> **Passage given**:
########################################

1. Time Them. There are two traps which people fall into when making decisions: making them too soon and making them too late. Some people make decisions too swiftly and without due thought. This may be because they are uncomfortable with the tension that is created when a decision has to be made but they don't have all the information needed. Instead of living with tension, they make the decision before time. Other people delay making decisions because they fear making a mistake or fear the changes that will result. The best decisions are hot-iron decisions: those that are well-timed, which you make when the iron is hot and the time is right.

2. Align Them. The more decisions you make consciously, the more you can align them with your goals and purposes. Studies show that the average person makes 612 decisions a day. Each one takes us closer or further from our ultimate goals in life. In a week, that means 4,900 decisions. In a year, 254,800. Results are cumulative. Strategic thinking means looking at how your decisions today affect your tomorrows. When your decisions are in alignment with what’s important to you, then life becomes meaningful, productive and delightful.

3. Balance Them. There are three balancing acts to be aware of in taking a good decision. They are:

  • Care and not care. Do all your worrying before the decision and once a decision has been taken, stop worrying.
  • Think and act. Too much thinking puts off the action; too much action may be at the expense of thought. Seek the right balance.
  • Look before you leap and leap before you look. See the possible risks of your decision but, once decided, take the plunge with courage.

    4. Act When You Have To. You should only make decisions when you have to. Here are five “don'ts" to guide you.

  • DON'T make a decision unless you have two or more equally valid options.
  • DON'T make a decision if it's somebody else's responsibility.
  • DON'T make a decision unless there is disagreement.
  • DON'T make a decision about irrelevant matters.
  • DON'T make a decision if it can't be turned into action. “If there's one thing I've learned in politics, it is: never make a decision until you have to. " (Margaret Thatcher)

    5. Don’t Decide Without Acting. Eric Aronson tells this riddle: If 5 birds are sitting on a wire and one of them decides to fly away, how many are left? The answer is five. One bird’s decision to fly away does not mean it did! Theodore Roosevelt said that the worst thing you could do when you have to make a decision is to do nothing. Even if you make a wrong decision, the very making of it and the learning from it are steps forward. As Frederick Langbridge added, “If you don’t follow through on a decision, someone else will pick it up and use it. When you make a decision, jump in with both feet, don’t just stick your toe in the water. Be daring, be fearless, and don’t be afraid that somebody is going to criticize you or laugh at you. If your ego is not involved, no one can hurt you. ”

########################################

> **Recorded data**:

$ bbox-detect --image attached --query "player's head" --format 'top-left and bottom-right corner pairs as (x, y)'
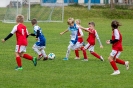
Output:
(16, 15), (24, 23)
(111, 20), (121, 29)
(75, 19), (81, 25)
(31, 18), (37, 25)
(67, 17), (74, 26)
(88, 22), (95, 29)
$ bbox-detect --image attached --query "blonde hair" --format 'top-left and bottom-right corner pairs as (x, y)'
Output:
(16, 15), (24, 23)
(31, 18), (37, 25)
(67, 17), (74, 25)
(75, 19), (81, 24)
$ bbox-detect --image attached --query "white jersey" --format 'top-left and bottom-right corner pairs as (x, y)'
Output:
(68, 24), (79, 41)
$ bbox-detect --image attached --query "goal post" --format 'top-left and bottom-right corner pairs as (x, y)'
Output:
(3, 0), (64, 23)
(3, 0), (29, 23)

########################################

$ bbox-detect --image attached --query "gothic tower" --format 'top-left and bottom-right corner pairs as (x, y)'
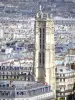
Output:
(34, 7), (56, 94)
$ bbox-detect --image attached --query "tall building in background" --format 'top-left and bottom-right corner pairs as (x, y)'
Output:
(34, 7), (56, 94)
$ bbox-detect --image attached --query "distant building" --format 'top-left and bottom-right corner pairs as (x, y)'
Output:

########################################

> **What is expected**:
Name every person mentioned in the passage on making decisions.

> **Task output**:
Margaret Thatcher, Eric Aronson, Theodore Roosevelt, Frederick Langbridge